RECORDS FOR THE EXERCISE

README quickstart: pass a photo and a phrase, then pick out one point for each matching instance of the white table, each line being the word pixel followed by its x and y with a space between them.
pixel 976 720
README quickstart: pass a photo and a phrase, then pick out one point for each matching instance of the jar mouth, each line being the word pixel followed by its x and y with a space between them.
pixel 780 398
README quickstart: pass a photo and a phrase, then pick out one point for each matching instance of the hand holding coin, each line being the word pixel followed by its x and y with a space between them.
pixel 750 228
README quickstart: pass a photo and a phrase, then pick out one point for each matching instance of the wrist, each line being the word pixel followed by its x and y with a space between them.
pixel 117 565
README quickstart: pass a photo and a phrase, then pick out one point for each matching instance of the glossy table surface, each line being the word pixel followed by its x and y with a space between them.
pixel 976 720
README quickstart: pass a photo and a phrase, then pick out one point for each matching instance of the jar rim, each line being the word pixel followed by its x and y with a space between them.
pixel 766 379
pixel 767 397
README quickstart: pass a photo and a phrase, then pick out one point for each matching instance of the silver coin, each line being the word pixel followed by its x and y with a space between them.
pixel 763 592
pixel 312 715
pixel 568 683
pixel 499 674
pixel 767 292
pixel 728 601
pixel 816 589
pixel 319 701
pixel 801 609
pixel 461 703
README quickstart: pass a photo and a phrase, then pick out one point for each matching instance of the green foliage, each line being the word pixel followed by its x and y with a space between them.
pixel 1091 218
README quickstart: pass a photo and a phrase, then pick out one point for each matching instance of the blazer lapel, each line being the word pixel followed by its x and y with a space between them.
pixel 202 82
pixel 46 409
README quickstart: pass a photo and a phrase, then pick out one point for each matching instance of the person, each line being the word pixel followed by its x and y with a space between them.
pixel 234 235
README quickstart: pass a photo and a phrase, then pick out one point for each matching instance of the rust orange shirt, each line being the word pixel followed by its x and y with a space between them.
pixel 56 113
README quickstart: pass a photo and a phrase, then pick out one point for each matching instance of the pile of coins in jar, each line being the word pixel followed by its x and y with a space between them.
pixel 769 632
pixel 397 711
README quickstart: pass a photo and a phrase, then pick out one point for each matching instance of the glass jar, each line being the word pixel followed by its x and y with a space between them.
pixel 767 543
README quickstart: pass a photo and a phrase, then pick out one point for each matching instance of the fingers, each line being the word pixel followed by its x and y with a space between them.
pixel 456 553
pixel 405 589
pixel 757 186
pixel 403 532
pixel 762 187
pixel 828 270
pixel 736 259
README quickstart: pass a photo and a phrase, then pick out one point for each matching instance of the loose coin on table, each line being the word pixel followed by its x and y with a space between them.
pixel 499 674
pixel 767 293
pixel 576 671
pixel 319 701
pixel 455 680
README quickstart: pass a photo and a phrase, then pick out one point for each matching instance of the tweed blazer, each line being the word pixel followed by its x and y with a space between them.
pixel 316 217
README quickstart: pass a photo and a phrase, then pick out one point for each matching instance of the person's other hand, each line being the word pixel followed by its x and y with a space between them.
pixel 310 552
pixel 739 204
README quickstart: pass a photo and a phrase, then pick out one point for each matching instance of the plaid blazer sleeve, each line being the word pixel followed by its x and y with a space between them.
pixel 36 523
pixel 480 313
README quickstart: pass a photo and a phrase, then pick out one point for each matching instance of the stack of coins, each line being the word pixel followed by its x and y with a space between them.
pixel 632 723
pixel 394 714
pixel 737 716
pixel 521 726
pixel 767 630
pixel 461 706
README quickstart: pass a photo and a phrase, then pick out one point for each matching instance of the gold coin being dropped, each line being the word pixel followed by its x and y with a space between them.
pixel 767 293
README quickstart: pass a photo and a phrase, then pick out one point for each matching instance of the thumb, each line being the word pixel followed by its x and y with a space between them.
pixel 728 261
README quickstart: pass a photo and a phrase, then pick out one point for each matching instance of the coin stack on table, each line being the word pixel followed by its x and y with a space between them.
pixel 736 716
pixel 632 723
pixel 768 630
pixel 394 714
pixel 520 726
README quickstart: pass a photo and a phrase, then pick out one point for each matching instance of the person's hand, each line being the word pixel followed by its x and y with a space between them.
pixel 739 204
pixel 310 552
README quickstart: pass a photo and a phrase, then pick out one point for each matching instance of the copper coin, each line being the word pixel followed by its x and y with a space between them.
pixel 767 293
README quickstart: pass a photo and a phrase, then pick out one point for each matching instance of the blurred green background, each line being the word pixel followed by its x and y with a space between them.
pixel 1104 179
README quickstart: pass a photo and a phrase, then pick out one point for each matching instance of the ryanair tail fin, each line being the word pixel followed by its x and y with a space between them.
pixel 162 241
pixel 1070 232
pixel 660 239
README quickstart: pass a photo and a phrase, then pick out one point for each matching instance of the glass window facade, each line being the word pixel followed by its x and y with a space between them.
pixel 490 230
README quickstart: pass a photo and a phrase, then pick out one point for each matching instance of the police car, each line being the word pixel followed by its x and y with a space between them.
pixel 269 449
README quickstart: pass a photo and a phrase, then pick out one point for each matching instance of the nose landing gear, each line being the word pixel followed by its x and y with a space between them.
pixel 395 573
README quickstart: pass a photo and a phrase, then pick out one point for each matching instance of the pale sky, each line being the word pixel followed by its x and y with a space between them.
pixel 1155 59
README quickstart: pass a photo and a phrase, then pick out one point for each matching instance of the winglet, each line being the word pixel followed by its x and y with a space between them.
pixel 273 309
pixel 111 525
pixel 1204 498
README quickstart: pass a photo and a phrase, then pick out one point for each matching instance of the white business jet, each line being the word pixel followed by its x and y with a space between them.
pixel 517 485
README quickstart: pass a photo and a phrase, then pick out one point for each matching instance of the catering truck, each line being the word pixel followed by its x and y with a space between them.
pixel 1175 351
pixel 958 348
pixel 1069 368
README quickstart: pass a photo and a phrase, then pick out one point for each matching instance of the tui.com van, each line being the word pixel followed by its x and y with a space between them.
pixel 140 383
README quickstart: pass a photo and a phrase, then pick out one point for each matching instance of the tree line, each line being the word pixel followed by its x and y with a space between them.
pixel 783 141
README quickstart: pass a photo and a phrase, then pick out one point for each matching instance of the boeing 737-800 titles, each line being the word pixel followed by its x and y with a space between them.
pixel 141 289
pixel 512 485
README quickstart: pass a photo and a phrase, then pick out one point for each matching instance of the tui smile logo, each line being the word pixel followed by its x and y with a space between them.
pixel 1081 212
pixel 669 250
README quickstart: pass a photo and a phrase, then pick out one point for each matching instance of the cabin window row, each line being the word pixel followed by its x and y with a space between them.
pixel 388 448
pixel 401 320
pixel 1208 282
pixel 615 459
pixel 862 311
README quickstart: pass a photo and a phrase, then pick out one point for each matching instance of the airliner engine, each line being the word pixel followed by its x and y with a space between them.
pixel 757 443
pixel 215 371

EXERCISE INSTRUCTIONS
Take the line with "the white business" and all lines after it to the last line, and reproduce them exactly.

EXPECTED ANSWER
README quickstart: pass a photo and a phrase, then pick out one point for each matching instance of the white business jet, each line being the word pixel followed by its x and y with a space between them.
pixel 517 485
README quickstart: pass a photo and a phrase, then pick out one point for each matching instance of the catering truck, each line being the word pixel followed by its x and y with a space between them.
pixel 1175 351
pixel 958 348
pixel 1069 368
README quickstart: pass a photo and a phrase, then pick out one point for each matching instance of the tui.com van, each line being the word pixel followed by its x and y with a space between them.
pixel 140 383
README quickstart: pass a photo and a phrase, then pick out one point for each matching instance of the tree line, each line being the word pixel followed by its x and y with a space between them.
pixel 783 141
README quickstart: pass a photo and a phrase, then pick out one point for each matching instance of the boeing 737-800 titles, each line being the word pixel followed by its x and y with a space between them.
pixel 141 289
pixel 512 485
README quickstart: pass a photo and a phrase, then pick out one point for each matching instance of the tui smile logo, each line being the word pixel followed by its x and y with a space between them.
pixel 1081 212
pixel 669 250
README quickstart: pass a photo and a phrase, then pick out one point for each matching instance of the cabin window row, each line being the word pixel followed by its x and y with a space between them.
pixel 388 448
pixel 401 320
pixel 1208 282
pixel 615 459
pixel 862 311
README quickstart: pass a photo and a phrase, then pick out one point for each matching instance of the airliner engine, each line being the word pixel followed by its x and y with a space between them.
pixel 757 443
pixel 215 371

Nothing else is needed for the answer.